THE PROBLEM:
Count the lines in the items below that contain the string "duck", with uppercase and lowercase treated as different, and reply with that number alone.
──────── DATASET ROWS ────────
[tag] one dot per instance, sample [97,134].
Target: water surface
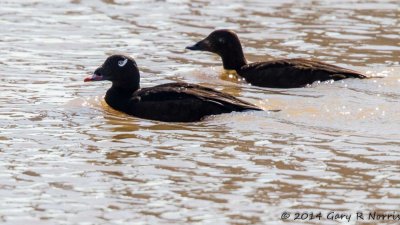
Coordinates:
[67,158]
────────
──────── DATASET ROWS ────────
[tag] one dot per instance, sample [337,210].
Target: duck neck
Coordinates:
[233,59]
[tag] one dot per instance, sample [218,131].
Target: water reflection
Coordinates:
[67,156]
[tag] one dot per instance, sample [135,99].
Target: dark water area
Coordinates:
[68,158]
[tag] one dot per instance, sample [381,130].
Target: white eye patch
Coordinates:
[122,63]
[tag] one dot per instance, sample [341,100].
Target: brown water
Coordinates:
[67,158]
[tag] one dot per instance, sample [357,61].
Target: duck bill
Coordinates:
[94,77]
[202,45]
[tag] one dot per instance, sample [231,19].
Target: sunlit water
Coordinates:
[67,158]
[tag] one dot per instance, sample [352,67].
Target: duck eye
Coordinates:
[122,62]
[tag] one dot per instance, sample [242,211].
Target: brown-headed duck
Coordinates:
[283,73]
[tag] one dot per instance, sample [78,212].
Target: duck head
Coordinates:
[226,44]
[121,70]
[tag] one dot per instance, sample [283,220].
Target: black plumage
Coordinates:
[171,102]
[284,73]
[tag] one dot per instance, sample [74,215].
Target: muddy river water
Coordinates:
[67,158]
────────
THE OUTPUT:
5